RECORDED INFORMATION START

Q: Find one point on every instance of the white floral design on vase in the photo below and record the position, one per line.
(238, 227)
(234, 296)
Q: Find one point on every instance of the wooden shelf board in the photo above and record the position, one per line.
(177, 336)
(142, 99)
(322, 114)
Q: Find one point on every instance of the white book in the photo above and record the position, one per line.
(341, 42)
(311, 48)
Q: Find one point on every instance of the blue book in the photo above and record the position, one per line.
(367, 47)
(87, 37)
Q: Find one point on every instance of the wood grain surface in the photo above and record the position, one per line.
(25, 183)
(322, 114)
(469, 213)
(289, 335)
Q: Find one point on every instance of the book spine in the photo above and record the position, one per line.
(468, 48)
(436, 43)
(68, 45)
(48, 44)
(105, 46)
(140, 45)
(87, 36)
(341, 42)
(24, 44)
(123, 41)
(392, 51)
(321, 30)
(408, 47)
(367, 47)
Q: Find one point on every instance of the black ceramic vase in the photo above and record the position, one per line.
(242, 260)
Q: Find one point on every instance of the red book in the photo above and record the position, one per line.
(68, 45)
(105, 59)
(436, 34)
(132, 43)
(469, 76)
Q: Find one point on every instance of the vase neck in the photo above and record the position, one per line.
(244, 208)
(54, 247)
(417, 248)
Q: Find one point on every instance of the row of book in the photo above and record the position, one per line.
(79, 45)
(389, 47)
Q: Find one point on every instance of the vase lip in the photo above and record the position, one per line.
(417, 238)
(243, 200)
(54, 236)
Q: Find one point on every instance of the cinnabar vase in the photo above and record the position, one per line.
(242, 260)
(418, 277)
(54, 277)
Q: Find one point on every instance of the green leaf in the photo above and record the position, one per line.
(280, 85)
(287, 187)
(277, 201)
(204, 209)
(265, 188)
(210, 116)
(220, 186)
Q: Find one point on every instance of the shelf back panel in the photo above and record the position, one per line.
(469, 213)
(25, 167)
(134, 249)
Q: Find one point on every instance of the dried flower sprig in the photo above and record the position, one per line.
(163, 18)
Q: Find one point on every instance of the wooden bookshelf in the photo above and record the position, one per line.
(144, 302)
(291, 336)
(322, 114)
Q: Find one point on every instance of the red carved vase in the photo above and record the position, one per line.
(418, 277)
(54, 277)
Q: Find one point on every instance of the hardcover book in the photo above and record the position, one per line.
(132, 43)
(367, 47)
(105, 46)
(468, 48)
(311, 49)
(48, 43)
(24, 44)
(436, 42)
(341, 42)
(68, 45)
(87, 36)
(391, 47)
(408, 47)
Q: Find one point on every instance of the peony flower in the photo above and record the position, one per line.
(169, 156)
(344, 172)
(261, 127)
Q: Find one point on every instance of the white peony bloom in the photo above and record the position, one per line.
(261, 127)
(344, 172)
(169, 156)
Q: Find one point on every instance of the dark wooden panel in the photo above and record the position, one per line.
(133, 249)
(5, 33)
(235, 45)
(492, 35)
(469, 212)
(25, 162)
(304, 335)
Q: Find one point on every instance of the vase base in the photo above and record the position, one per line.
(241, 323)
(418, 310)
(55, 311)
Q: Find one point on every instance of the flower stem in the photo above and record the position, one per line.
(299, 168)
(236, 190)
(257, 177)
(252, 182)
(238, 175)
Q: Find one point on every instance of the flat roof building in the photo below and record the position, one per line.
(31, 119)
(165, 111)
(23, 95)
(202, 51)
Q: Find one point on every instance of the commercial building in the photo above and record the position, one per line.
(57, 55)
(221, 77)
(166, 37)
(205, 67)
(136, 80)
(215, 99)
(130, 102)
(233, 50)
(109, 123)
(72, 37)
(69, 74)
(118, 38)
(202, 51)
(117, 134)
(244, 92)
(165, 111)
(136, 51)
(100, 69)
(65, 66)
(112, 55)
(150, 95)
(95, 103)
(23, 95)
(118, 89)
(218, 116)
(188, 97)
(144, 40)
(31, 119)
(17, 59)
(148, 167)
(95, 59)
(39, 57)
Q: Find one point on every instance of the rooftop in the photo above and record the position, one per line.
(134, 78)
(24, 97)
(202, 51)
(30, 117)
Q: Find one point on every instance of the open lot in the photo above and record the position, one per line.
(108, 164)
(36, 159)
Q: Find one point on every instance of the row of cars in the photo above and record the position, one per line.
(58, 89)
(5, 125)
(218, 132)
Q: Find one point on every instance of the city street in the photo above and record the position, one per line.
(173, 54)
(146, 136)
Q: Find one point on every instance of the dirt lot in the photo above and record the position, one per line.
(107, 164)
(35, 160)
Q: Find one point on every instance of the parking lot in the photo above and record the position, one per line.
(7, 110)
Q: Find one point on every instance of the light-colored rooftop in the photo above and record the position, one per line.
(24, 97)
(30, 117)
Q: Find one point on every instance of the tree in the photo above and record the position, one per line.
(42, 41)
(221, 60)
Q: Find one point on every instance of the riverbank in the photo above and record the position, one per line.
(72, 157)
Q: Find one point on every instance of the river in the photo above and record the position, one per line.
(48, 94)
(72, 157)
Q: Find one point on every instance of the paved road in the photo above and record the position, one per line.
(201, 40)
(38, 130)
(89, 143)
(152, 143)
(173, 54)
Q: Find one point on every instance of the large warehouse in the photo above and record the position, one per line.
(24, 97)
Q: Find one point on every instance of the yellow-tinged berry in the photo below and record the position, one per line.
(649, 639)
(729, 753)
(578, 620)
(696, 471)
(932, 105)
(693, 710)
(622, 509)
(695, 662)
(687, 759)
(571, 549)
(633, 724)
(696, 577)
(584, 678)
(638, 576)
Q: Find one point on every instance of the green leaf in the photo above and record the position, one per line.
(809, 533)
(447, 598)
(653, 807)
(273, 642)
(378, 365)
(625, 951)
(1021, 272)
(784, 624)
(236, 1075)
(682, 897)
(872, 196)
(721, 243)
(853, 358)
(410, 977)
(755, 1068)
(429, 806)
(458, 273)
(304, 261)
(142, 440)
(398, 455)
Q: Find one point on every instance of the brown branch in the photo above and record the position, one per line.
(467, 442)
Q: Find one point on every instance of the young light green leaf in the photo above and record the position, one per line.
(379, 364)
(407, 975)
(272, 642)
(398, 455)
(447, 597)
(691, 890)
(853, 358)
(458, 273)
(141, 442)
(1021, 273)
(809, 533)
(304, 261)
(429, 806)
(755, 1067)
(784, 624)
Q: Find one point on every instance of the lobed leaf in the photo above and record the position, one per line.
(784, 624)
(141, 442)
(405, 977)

RECORDED INFORMATION END

▸ REQUIRED ACTION
Starting at the line that contains "Q: Find one point on every instance of the lobed", print every line through the last one of the records, exactly and with nothing else.

▸ WRITTEN RESPONSE
Q: Find one point on every instance of the lobed leaf in the photo above and record the position, one per line.
(784, 624)
(141, 442)
(405, 977)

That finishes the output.